Gespeicherte Einträge
☆ ☆ ☆ ☆ ☆
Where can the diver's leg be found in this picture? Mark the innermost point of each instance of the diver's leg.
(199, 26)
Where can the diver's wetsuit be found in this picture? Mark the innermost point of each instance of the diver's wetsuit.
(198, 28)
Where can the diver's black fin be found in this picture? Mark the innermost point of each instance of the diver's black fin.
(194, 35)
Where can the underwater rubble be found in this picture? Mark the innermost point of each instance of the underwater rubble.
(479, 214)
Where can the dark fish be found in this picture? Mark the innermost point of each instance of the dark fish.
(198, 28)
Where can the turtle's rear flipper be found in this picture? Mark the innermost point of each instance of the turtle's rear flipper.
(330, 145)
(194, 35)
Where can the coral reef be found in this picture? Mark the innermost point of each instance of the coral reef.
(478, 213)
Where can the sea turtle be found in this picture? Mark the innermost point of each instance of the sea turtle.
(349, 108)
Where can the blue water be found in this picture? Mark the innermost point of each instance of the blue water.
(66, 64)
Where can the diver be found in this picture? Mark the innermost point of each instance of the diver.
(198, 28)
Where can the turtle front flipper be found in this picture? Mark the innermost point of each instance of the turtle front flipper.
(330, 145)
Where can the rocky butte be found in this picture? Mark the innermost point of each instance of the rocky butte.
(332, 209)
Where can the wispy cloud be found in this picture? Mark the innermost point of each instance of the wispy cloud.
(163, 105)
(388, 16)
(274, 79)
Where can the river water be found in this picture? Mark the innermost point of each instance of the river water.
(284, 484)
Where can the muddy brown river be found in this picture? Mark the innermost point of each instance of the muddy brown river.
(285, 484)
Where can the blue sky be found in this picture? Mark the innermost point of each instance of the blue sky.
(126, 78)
☆ ☆ ☆ ☆ ☆
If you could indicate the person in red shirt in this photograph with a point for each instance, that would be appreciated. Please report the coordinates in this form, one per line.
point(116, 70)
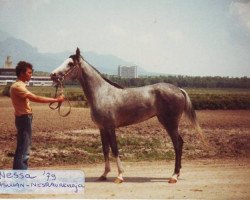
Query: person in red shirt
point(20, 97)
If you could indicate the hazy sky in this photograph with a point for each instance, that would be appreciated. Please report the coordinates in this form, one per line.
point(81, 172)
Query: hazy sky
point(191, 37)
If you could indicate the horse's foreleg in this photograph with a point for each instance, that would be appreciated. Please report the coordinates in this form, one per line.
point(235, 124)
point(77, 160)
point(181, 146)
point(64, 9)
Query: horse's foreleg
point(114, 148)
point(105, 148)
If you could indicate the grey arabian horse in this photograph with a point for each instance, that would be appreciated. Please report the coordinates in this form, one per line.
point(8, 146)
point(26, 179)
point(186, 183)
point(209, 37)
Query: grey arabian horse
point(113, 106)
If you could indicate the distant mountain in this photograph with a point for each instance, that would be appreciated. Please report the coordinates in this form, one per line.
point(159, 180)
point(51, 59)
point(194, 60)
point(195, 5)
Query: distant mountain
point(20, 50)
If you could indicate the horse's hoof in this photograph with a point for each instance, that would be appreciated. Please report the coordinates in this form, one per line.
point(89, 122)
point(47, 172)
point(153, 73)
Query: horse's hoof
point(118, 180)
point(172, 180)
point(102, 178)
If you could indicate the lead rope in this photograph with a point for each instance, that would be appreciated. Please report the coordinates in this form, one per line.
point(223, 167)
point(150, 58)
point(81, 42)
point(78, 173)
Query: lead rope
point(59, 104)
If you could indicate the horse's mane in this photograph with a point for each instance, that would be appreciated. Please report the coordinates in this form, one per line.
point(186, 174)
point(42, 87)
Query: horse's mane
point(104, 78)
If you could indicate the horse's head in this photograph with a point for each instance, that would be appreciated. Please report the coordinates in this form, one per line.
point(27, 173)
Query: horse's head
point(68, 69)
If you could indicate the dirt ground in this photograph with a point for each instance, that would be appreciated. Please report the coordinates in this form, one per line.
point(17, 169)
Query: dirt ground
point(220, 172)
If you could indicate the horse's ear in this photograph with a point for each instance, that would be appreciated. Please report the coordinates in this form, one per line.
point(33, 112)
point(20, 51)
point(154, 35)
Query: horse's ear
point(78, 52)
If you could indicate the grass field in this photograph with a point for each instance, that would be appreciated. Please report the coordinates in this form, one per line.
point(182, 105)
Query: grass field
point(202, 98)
☆ ☆ ☆ ☆ ☆
• _Aufgabe_: Gib nur die Zahl der Zeilen in den Einträgen oben an, die die Zeichenfolge „turtle“ enthalten. Dabei kommt es auf Groß- und Kleinschreibung an.

• _Antwort_: 3